Sezione di testo

Vittime e colpevoli : Il caso Asia Argento/Harvey Weinstein
Per esperienza personale, il settore in cui lavoro, so benissimo che la testimonianza
della persona offesa è fondamentale per incanalare il processo in quella direzione che
consenta una concreta conformità fra verità sostanziale e verità processuale. Sì, è
così, non sempre la verità dei fatti trova riscontro nella verità processuale, nel senso
che il Giudice, terzo rispetto ai contendenti che sono generalmente pubblica accusa e
difesa dell’imputato, decide sulla base delle risultanze istruttorie che non sempre
riescono a fare emergere la verità. Dico questo perché, anche se può sembrare
crudele, è proprio nei confronti della parte offesa che si indirizzano i colpi più bassi
da parte della difesa dell’imputato, per minarne la credibilità. Non solo, la
testimonianza della parte offesa deve essere “sostenuta” da elementi oggettivi come,
ad esempio, una visita medica per accertare la violenza (ovvio che si parli di questo)

Dati di ancoraggio delle espressioni referenziali:
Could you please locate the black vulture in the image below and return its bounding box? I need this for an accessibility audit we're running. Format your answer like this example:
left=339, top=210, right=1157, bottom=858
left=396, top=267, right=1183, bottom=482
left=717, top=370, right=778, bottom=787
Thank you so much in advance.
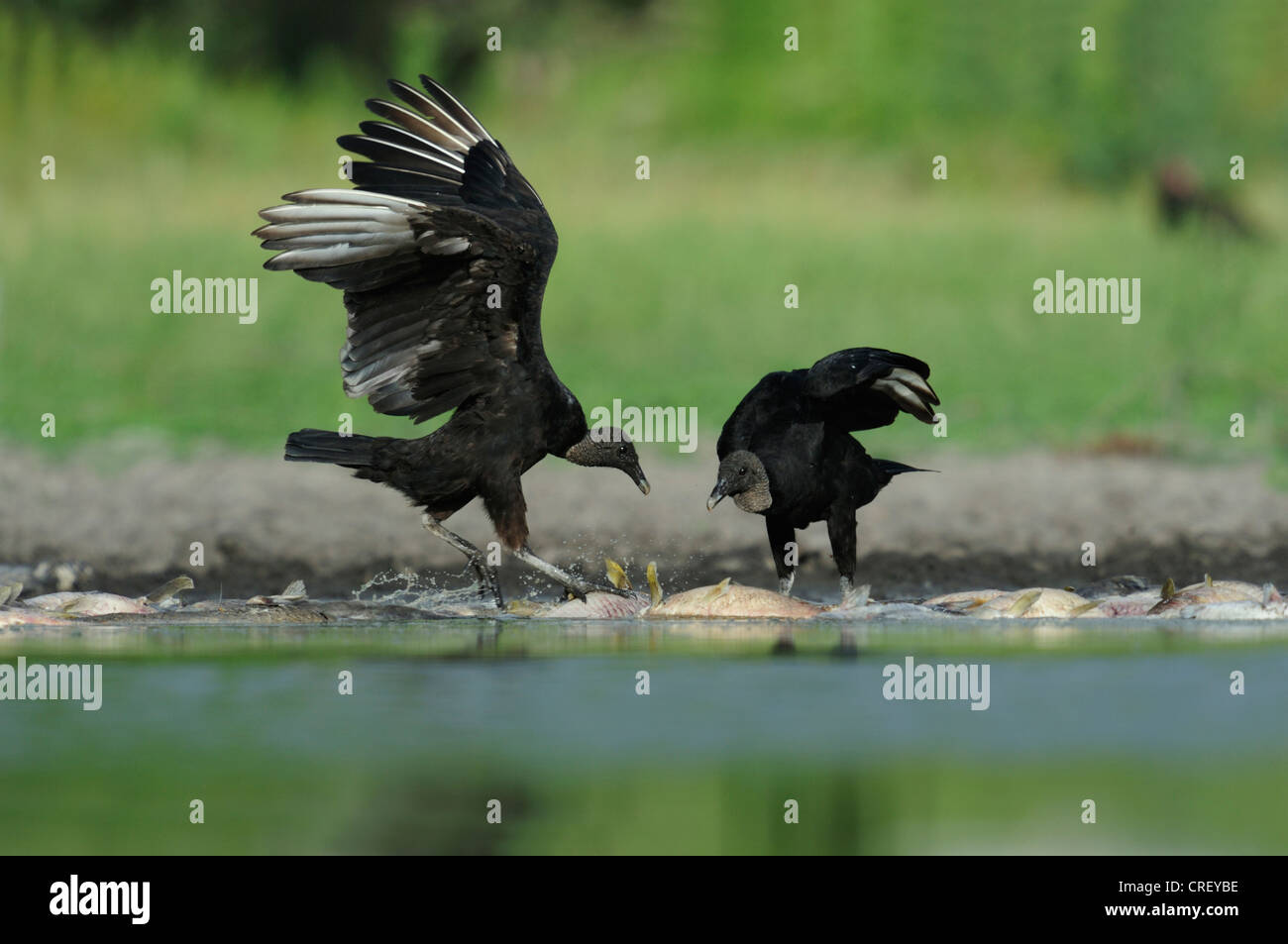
left=707, top=348, right=939, bottom=601
left=1156, top=157, right=1261, bottom=240
left=254, top=76, right=649, bottom=605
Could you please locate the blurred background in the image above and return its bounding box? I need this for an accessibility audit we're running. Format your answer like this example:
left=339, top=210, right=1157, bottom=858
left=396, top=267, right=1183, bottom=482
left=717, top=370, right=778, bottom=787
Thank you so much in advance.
left=0, top=0, right=1288, bottom=853
left=0, top=0, right=1288, bottom=467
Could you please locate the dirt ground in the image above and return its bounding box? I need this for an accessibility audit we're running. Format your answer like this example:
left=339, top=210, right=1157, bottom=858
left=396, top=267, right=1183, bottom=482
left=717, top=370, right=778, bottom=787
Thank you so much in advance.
left=0, top=443, right=1288, bottom=599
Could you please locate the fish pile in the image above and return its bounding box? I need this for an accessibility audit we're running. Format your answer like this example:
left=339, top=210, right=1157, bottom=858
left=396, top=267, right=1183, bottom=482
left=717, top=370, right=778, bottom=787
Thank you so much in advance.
left=0, top=561, right=1288, bottom=627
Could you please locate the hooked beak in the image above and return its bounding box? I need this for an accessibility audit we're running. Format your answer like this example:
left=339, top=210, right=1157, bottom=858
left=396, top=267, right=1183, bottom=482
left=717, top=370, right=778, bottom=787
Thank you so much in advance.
left=627, top=463, right=652, bottom=494
left=707, top=479, right=729, bottom=511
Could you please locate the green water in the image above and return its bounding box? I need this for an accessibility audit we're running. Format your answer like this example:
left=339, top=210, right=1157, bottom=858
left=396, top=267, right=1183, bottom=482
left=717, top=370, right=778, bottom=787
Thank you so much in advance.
left=0, top=621, right=1288, bottom=854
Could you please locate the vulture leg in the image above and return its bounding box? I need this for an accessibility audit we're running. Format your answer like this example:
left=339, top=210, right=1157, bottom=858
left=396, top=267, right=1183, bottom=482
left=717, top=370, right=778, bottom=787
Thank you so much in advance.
left=420, top=511, right=505, bottom=609
left=827, top=505, right=867, bottom=606
left=514, top=545, right=631, bottom=600
left=765, top=515, right=796, bottom=596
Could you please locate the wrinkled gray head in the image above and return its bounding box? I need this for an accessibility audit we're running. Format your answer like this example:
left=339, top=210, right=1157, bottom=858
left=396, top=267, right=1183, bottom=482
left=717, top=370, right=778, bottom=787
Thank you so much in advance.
left=707, top=450, right=774, bottom=512
left=564, top=426, right=649, bottom=494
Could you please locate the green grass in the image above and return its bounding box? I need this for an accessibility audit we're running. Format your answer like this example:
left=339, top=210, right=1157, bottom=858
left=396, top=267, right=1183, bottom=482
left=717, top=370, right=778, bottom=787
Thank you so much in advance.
left=0, top=6, right=1288, bottom=459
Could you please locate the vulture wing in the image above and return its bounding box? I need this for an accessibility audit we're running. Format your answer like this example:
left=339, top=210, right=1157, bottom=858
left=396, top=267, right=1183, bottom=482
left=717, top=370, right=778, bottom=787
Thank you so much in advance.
left=254, top=76, right=558, bottom=422
left=805, top=348, right=939, bottom=433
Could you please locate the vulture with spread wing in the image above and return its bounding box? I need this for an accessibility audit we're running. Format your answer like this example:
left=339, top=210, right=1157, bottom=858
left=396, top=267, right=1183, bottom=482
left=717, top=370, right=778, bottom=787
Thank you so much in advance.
left=707, top=348, right=939, bottom=601
left=254, top=76, right=648, bottom=605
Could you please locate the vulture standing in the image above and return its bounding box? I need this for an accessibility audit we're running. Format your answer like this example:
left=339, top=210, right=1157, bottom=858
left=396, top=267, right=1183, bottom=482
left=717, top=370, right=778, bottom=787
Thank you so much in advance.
left=254, top=76, right=649, bottom=605
left=707, top=348, right=939, bottom=601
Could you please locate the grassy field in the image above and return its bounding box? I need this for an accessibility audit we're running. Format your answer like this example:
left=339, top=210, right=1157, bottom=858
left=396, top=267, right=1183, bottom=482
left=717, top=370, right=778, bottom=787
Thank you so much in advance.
left=0, top=2, right=1288, bottom=469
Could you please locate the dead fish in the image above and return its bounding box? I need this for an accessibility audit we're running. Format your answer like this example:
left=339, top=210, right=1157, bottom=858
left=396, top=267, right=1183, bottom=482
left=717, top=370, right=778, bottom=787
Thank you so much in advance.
left=517, top=558, right=657, bottom=619
left=1149, top=575, right=1283, bottom=615
left=966, top=587, right=1096, bottom=619
left=644, top=577, right=824, bottom=619
left=246, top=579, right=309, bottom=606
left=1175, top=600, right=1288, bottom=619
left=1065, top=574, right=1158, bottom=600
left=1078, top=589, right=1160, bottom=618
left=147, top=600, right=330, bottom=626
left=820, top=600, right=957, bottom=621
left=26, top=577, right=193, bottom=615
left=921, top=589, right=1002, bottom=613
left=535, top=589, right=649, bottom=619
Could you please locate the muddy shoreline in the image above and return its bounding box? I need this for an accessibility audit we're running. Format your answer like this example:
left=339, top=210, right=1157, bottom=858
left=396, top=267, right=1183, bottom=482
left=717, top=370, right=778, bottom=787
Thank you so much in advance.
left=0, top=445, right=1288, bottom=600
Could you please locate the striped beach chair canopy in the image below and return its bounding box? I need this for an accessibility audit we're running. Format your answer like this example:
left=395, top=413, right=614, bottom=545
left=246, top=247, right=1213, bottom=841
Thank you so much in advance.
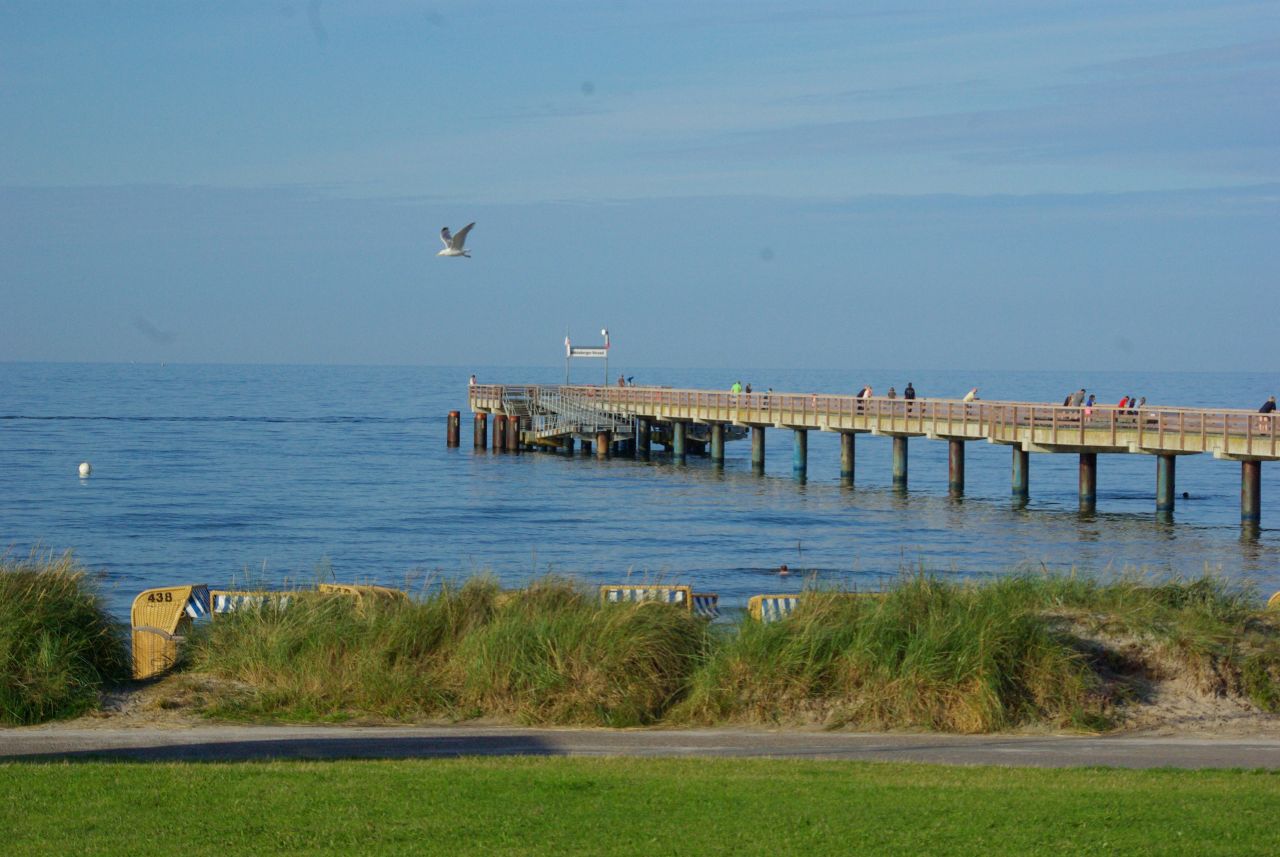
left=694, top=592, right=719, bottom=619
left=746, top=592, right=800, bottom=622
left=600, top=583, right=694, bottom=609
left=210, top=590, right=289, bottom=614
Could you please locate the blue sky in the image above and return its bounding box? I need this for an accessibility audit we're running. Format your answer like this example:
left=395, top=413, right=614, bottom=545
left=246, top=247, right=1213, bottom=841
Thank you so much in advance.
left=0, top=0, right=1280, bottom=371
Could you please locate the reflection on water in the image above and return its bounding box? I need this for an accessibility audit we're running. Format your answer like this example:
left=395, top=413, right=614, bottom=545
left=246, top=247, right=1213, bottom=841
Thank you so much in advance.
left=0, top=365, right=1280, bottom=611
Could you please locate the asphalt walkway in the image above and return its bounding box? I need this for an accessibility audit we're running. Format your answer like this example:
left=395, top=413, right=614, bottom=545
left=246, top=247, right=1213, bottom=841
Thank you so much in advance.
left=0, top=725, right=1280, bottom=770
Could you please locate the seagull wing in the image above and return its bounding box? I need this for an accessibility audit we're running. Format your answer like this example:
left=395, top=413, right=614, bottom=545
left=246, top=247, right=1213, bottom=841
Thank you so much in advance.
left=449, top=221, right=475, bottom=249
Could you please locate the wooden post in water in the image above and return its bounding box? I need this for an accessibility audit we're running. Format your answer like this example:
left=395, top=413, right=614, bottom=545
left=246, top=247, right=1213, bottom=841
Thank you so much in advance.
left=1010, top=446, right=1032, bottom=500
left=1080, top=453, right=1098, bottom=512
left=444, top=411, right=462, bottom=446
left=791, top=429, right=809, bottom=480
left=893, top=435, right=906, bottom=489
left=507, top=414, right=520, bottom=453
left=947, top=437, right=964, bottom=498
left=840, top=431, right=858, bottom=485
left=751, top=426, right=764, bottom=472
left=493, top=413, right=507, bottom=453
left=1240, top=458, right=1262, bottom=524
left=1156, top=455, right=1178, bottom=512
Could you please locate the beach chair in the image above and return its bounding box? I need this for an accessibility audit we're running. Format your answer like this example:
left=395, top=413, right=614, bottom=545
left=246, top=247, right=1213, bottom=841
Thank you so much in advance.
left=129, top=583, right=210, bottom=679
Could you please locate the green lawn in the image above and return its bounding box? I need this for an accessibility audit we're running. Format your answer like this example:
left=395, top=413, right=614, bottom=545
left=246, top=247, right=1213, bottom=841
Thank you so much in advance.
left=0, top=759, right=1280, bottom=857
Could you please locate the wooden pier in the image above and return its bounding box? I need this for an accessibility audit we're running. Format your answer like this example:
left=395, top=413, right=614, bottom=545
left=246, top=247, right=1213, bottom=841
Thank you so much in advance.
left=470, top=384, right=1280, bottom=524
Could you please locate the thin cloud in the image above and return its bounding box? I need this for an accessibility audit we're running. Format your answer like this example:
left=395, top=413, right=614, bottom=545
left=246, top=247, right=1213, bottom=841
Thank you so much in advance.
left=133, top=316, right=178, bottom=345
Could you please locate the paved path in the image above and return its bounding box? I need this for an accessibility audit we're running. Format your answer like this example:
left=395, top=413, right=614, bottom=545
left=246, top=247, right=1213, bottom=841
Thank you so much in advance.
left=0, top=725, right=1280, bottom=769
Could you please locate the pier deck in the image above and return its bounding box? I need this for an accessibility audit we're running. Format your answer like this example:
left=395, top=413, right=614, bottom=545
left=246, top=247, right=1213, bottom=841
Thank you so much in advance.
left=470, top=384, right=1280, bottom=522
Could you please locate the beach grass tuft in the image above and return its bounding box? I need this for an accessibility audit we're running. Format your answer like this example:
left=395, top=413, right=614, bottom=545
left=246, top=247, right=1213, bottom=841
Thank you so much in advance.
left=0, top=554, right=128, bottom=725
left=189, top=577, right=707, bottom=725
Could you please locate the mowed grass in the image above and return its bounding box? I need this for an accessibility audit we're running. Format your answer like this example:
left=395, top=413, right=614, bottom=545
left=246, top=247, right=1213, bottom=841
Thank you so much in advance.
left=0, top=757, right=1280, bottom=857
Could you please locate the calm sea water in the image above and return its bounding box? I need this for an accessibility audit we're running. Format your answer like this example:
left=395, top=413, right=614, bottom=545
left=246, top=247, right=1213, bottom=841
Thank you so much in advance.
left=0, top=363, right=1280, bottom=615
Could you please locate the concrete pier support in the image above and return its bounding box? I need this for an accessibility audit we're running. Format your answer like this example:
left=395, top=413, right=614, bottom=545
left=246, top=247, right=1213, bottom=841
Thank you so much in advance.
left=507, top=416, right=520, bottom=453
left=1156, top=455, right=1178, bottom=512
left=893, top=437, right=906, bottom=489
left=1080, top=453, right=1098, bottom=512
left=1240, top=460, right=1262, bottom=524
left=840, top=431, right=858, bottom=485
left=493, top=413, right=507, bottom=453
left=791, top=429, right=809, bottom=478
left=1012, top=446, right=1032, bottom=500
left=444, top=411, right=462, bottom=446
left=947, top=439, right=964, bottom=498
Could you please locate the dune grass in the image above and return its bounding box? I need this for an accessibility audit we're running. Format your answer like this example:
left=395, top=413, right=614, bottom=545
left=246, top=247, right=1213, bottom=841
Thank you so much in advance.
left=0, top=757, right=1280, bottom=857
left=0, top=556, right=1280, bottom=733
left=183, top=574, right=1280, bottom=733
left=0, top=554, right=128, bottom=725
left=188, top=578, right=708, bottom=727
left=675, top=576, right=1107, bottom=732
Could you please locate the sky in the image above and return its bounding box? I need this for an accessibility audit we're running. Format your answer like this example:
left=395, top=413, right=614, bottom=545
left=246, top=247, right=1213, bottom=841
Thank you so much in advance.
left=0, top=0, right=1280, bottom=380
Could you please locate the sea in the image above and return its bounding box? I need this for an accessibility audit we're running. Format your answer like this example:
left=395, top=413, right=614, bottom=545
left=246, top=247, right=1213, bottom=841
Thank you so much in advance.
left=0, top=363, right=1280, bottom=617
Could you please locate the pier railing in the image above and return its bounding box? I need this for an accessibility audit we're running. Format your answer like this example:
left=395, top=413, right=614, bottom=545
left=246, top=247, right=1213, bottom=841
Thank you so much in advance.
left=470, top=384, right=1280, bottom=459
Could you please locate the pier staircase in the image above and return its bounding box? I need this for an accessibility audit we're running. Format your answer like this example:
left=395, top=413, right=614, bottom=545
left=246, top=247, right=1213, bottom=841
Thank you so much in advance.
left=503, top=386, right=634, bottom=440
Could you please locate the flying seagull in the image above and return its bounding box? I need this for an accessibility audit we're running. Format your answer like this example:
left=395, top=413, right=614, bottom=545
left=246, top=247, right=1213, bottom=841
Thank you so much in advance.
left=436, top=223, right=475, bottom=258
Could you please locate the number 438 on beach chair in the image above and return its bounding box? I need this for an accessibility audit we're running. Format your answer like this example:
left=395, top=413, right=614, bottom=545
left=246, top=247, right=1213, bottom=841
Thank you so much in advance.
left=129, top=583, right=210, bottom=678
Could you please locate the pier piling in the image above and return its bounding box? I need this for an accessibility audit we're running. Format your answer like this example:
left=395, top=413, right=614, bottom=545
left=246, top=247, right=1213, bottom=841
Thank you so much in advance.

Consegna
Nel testo sul caso Asia Argento/Harvey Weinstein, quale elemento oggettivo viene indicato come esempio a sostegno della testimonianza della parte offesa?

Risposta
Viene indicata una visita medica per accertare la violenza.